> [Texto extraído]
JINETES EN EL CIELO: JOHN FORD Y LA TRILOGÍA DE LA CABALLERÍA



Para mí, no hay otro director como John Ford. Desde mi punto de vista, nada ni nadie hay comparable a Ford en la historia del cine. Sobre el arte de hacer películas, está Ford y están los demás; todo sea dicho con el mayor de los respetos para con los situados en un segundo nivel de excelencia, y compañía… Y mira que hay gigantes en esta industria maravillosa empeñada en hacer que los sueños parezcan realidad. Sea como fuere, ante una película dirigida por Ford se me antoja que tiene lugar una epifanía cinematográfica sin parangón.

No sé si ya se han dado ustedes cuenta de que a mí me encantan los films realizados por John Ford. Me gustan tanto que dosifico su visionado. De los otros cineastas (no los denominaré «el resto») me complace organizar ciclos de sus películas, visionarlas una tras otra (una por día, quiero decir, nunca de corrido ni en sesiones dobles o triples), por orden cronológico, hasta llegar a la leyenda «The End» o «Fin», hasta el final, hasta acabar con las existencias. Y pasado un tiempo, volver a empezar… Con los títulos de Ford no puedo hacer tal cosa. ¿Síndrome de Stendhal cinematográfico? No sé. Tal vez porque contienen una tan colmada emoción, por ser esencia artística concentrada, cine al límite, creatividad suprema, por tener demasiado corazón… 

A lo más que pueden llegar mi sentido y sensibilidad, por exigencias del guión, es a revisitar consecutivamente tres películas fordianas, por ejemplo, las que forman la Trilogía de la Caballería: Fort Apache (1948), La legión invencible (She Wore a Yellow Ribbon (1949) y Río Grande (1950).

> [Conjunto de datos]
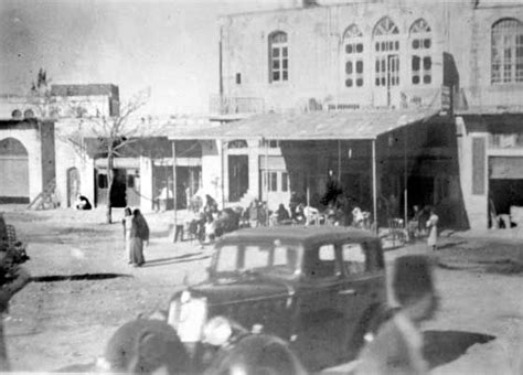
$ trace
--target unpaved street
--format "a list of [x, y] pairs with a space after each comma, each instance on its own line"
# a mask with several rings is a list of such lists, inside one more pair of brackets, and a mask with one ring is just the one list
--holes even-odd
[[[89, 363], [102, 354], [118, 325], [140, 312], [166, 308], [185, 276], [190, 282], [205, 276], [211, 248], [201, 249], [190, 242], [172, 244], [172, 212], [146, 216], [152, 238], [146, 248], [148, 262], [137, 269], [127, 265], [124, 254], [121, 211], [115, 210], [116, 223], [107, 225], [105, 213], [98, 210], [22, 208], [1, 207], [19, 237], [29, 243], [26, 267], [38, 280], [15, 296], [4, 323], [15, 371], [53, 371]], [[425, 326], [435, 343], [429, 347], [431, 363], [437, 364], [433, 373], [521, 374], [522, 274], [487, 272], [474, 267], [478, 262], [463, 266], [463, 258], [458, 262], [455, 255], [481, 240], [457, 243], [461, 245], [438, 254], [450, 266], [458, 266], [437, 270], [441, 309]], [[515, 238], [511, 246], [517, 244]], [[386, 256], [391, 260], [425, 250], [424, 244], [417, 244]]]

> [Enunciado 1]
Reproduce del texto sobre John Ford el pasaje que va de "JINETES EN EL" a "cinematográfica sin parangón.", ambos inclusive.
> [Enunciado 2]
Según el texto sobre John Ford, ¿qué películas forman la Trilogía de la Caballería?
> [Enunciado 3]
Resume en dos oraciones el texto sobre John Ford.

> [Respuesta final 1]
JINETES EN EL CIELO: JOHN FORD Y LA TRILOGÍA DE LA CABALLERÍA



Para mí, no hay otro director como John Ford. Desde mi punto de vista, nada ni nadie hay comparable a Ford en la historia del cine. Sobre el arte de hacer películas, está Ford y están los demás; todo sea dicho con el mayor de los respetos para con los situados en un segundo nivel de excelencia, y compañía… Y mira que hay gigantes en esta industria maravillosa empeñada en hacer que los sueños parezcan realidad. Sea como fuere, ante una película dirigida por Ford se me antoja que tiene lugar una epifanía cinematográfica sin parangón.

> [Respuesta final 2]
Fort Apache (1948), La legión invencible (1949) y Río Grande (1950).

> [Respuesta final 3]
El texto afirma que nadie es comparable a John Ford en la historia del cine y que sus películas provocan una epifanía cinematográfica sin parangón. Quizá por la emoción tan colmada que contienen, su visionado se dosifica y, como mucho, se revisitan seguidas tres de ellas, como las de la Trilogía de la Caballería: Fort Apache, La legión invencible y Río Grande.